Your objective —
Could you set down, word for word, the stretch of the sermon on John's sixth chapter from "We have said" through "that is clear."?

Document extract —
□ □ □ □ □ □ □
In seeking to recognize
the great truths and their laws as brought before us in
the Gospel by John, the truth which is at the heart of
the sixth chapter, is the truth of life triumphant over
death, as a present and continuous testimony. It is
probable that you have not so read the chapter, and that
that may be a new thought for some; but I think, if I
give you an indication from the content of the chapter,
you will more readily recognize that that is what the
chapter deals with.
Firstly let me point
out that the word "life" occurs no fewer than
eleven times in this chapter; in verses 27, 33, 35, 40,
47, 48, 51, 53, 54, 68. Then the word "live"
occurs four times; the word "living" three
times; "not die" occurs once, in verse 50; and
"resurrection'' is mentioned four times, in verses
39, 40, 44, 54. On the other hand the word
"dead" occurs twice, 49, 58. When you recognize
all that, you have a substantial reason to believe that
life and death take an important place in the chapter,
and you are on your way to realize what is here as the
underlying truth, the truth of life triumphant over
death. Indeed, that is a New Testament truth, and as a
present and continuous Testimony, it is revealed
throughout the New Testament to be what Lord desires.
Union
with Christ in Life a Dominant Theme
When we commenced these
meditations we saw that the two main themes of the whole
Gospel by John are the Person of Christ, and union with
Christ. This chapter is a very strong, very rich, very
full unveiling of that twofold truth. The "I
AM" of this chapter is very strong. Again and again
we have "I AM" related to life. Then
"Except ye" is connected with "I AM";
a relationship is found between the two. That carries
with it this; that if this chapter represents Christ as
relating to life, and the "Except ye" brings us
into relationship with Him - union with Him in
that particular sense - then the Testimony to life
triumphant over death is the issue, the outcome of this
chapter. That can be carried forward right through the
New Testament, and you will call to mind much, if you
make a fresh enquiry with this thought in mind. You will
be tremendously impressed with how much there is bearing
upon the Lord's desire, that there should be in His Own a
present and continuous Testimony to life triumphant over
death. I think it unnecessary, even if it were possible
in the space available, to carry you right through the
whole of the New Testament teaching on the matter. Let us
be reminded at this time that that is the Lord's will,
that there should be in us, and in all of His Own, a
present and continuous Testimony to life triumphant over
death. It seems to me, that in a very large sense the
Gospel by John is occupied with that theme; it is viewed
in this Gospel from various standpoints, and seen to have
various effects; but there is a main note, a thread,
running through the whole Gospel bearing upon the matter
of life, and that is set over against certain conditions
which speak of death, which represent features of death,
forms of death.
We have said more than
once that the first "sign" of the second
chapter, the turning of the water into wine at the
marriage of Cana in Galilee, was a comprehensive sign
embodying the rest of the Gospel, and the central note of
that sign, that work, was and is, that of life triumphant
over death. Contemplate that incident again and surely
that is clear.
□ □ □ □ □ □ □
Data —
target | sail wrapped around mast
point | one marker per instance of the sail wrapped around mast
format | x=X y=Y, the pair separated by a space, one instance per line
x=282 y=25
□ □ □ □ □ □ □
Written answer —
We have said more than
once that the first "sign" of the second
chapter, the turning of the water into wine at the
marriage of Cana in Galilee, was a comprehensive sign
embodying the rest of the Gospel, and the central note of
that sign, that work, was and is, that of life triumphant
over death. Contemplate that incident again and surely
that is clear.